_WHAT IS EXPECTED_. Count the lines below that contain the word "table", and reply with that number alone.

_MATERIALS PROVIDED_.
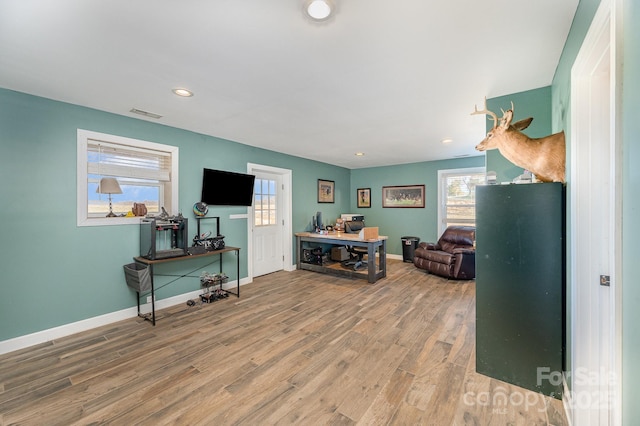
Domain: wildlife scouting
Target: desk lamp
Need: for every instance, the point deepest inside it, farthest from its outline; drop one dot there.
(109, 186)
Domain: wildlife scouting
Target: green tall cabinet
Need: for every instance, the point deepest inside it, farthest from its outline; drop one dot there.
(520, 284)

---

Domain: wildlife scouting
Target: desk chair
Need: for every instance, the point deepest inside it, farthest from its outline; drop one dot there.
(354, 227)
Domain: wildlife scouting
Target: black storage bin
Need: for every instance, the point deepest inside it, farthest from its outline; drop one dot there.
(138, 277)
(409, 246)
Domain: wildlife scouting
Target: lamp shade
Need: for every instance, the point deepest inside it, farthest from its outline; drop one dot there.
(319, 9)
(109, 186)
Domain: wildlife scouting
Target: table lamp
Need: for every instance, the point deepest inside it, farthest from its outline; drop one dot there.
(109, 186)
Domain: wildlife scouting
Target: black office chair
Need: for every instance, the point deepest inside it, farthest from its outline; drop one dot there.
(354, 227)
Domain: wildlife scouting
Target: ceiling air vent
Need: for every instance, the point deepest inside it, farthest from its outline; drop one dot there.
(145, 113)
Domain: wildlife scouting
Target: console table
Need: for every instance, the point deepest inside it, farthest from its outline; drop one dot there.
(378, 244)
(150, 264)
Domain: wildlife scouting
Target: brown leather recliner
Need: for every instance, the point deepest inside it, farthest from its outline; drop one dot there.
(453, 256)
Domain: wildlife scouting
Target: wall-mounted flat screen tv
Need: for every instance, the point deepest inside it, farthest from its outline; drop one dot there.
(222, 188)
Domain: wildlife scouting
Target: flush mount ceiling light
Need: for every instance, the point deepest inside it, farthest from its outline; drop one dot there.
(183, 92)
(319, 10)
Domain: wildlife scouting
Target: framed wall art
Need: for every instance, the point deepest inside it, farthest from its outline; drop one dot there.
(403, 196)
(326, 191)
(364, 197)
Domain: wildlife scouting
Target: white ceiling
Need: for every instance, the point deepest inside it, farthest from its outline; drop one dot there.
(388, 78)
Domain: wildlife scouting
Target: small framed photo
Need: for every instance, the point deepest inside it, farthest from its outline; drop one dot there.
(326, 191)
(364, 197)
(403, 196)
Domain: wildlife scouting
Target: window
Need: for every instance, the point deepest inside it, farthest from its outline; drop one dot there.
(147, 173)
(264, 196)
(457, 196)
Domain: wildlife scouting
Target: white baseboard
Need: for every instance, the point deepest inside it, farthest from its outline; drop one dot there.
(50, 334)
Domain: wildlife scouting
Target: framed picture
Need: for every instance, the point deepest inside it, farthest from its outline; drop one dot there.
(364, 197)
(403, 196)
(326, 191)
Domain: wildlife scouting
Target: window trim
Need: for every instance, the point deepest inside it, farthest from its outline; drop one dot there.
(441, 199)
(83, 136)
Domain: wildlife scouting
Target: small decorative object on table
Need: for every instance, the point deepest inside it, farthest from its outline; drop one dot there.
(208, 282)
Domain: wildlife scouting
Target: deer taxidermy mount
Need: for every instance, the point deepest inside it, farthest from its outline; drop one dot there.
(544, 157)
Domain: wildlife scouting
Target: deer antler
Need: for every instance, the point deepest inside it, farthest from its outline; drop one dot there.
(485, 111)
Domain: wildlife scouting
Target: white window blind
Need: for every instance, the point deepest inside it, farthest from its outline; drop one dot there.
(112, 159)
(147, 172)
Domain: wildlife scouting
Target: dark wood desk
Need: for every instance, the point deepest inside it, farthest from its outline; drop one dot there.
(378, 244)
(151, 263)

...

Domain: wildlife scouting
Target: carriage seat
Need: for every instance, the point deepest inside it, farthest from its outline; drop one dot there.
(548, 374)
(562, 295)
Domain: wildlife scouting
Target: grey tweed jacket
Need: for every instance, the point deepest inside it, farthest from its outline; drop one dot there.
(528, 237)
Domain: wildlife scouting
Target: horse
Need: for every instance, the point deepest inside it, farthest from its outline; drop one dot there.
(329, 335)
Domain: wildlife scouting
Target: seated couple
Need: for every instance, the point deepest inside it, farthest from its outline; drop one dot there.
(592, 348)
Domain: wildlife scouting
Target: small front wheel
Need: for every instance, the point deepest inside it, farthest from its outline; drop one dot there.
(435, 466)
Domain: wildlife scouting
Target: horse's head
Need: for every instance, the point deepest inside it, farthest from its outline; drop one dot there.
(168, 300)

_THE RESPONSE_. 3